• _Exercise tasks_
**1.** For each statement below, say whether it agrees with the passage on income nonresponse. Answer yes or no and quote the deciding words from that passage. (a) In 2003 the education coefficients became significant, compared to Table 3.8. (b) The 2003 education result can be generalised to other survey years. (c) The 2000–2003 period was used to evaluate the stability of predictors under a fixed instrument.
**2.** According to the passage on income nonresponse, which survey question did the chapter aim to identify nonrespondents to?
**3.** Please list every distinct year or range of years named in the passage on income nonresponse.

• _Provided passage_
* * * * * * *
One interesting effect in Table 3.11 is for education in 2003, where the coefficients have now nearly doubled in magnitude and become significant (compared to Table 3.8). To the extent that education is picking up a correlate of income effect, the omitted expenditure variable may be influencing the results for education. However, because this only happens in 2003, it is not possible to generalise the result. Nevertheless, it does suggest that the effect of omitting expenditure in the sequential response models is not trivial, and may cause more problems than it solves in certain survey years.

3.5 Conclusion

The main objective of this chapter was to carefully establish the interrelationship between questionnaire design and response propensities in order to identify the characteristics of respondents that have the highest probability of not responding to the employee income question. Analytically, an important part of the analysis was to assess the stability of the effects over multiple time points. Two periods were distinguished: (a) 1997–1999, which allowed us to evaluate how improvements to the income question affected our understanding of the response process, and how the addition of the self-reporter option and omission of unsafe neighbourhood influenced our understanding of income response type; and (b) 2000–2003, which allowed us to evaluate the stability of groups of predictors over time given a fixed instrument. The latter ensured that the findings were not exclusively due to transient empirical fluctuation in any given year.
* * * * * * *
• _Material shown_

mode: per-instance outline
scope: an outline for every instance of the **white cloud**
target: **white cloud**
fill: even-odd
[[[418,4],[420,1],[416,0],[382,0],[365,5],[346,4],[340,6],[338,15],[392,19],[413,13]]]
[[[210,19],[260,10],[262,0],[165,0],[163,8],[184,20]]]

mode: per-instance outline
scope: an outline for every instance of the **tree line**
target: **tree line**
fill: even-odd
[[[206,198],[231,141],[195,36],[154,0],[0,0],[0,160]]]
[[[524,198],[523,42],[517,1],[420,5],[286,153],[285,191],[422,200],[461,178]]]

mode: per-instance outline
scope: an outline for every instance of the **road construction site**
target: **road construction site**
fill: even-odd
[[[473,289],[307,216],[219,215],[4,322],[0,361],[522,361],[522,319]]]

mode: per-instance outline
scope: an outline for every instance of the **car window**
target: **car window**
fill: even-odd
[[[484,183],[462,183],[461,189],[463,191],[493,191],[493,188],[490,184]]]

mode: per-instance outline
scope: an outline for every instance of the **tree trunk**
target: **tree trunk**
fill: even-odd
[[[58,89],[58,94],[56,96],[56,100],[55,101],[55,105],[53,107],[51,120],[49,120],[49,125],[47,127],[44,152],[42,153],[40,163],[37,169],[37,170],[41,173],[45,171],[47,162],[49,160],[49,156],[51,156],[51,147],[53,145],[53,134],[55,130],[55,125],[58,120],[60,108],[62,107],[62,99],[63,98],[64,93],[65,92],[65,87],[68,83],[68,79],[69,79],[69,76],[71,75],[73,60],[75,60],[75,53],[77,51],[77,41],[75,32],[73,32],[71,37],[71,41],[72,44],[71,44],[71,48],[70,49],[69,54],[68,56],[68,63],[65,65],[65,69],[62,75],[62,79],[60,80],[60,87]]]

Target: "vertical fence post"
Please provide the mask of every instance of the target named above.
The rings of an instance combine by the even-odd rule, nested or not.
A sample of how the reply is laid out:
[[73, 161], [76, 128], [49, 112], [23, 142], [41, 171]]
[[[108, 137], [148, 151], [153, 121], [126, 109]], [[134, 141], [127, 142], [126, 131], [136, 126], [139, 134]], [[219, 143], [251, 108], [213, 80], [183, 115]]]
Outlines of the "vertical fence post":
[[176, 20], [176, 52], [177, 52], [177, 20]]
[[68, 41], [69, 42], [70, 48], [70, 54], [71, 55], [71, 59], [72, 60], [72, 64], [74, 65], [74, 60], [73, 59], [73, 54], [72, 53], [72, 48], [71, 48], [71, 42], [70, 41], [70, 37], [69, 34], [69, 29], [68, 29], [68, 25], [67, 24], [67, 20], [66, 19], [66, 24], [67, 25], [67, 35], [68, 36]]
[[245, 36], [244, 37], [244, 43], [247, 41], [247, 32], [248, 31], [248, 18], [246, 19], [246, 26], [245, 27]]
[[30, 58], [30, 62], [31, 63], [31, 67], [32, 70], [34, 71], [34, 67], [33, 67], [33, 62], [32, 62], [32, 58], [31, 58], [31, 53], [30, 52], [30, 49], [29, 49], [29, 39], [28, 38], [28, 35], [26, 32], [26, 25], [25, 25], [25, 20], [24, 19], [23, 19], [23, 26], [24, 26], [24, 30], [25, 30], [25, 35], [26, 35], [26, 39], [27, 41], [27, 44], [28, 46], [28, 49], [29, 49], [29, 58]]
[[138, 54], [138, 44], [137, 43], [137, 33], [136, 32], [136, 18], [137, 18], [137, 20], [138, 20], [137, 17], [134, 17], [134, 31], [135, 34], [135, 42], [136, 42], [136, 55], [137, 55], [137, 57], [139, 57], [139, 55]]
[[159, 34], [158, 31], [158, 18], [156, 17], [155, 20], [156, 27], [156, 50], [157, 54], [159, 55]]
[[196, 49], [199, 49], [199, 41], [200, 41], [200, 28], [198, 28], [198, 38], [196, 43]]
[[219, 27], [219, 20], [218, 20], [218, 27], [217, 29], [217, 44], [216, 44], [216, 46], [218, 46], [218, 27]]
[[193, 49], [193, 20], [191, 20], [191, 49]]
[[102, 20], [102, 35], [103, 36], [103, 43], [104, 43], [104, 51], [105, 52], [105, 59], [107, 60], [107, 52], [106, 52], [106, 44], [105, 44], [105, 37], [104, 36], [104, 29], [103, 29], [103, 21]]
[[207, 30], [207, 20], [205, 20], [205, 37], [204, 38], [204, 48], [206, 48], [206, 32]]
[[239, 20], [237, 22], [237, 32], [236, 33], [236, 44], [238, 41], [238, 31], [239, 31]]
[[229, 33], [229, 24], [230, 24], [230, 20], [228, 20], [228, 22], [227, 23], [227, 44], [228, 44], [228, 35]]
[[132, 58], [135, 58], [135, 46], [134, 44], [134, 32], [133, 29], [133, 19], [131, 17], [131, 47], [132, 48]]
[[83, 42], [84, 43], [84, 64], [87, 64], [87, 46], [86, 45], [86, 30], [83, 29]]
* * * * * * *
• _Expected outputs_
**1.**
(a) Yes: "the coefficients have now nearly doubled in magnitude and become significant (compared to Table 3.8)"
(b) No: "because this only happens in 2003, it is not possible to generalise the result"
(c) Yes: "2000–2003, which allowed us to evaluate the stability of groups of predictors over time given a fixed instrument"

**2.** The employee income question.

**3.** 2003; 1997–1999; 2000–2003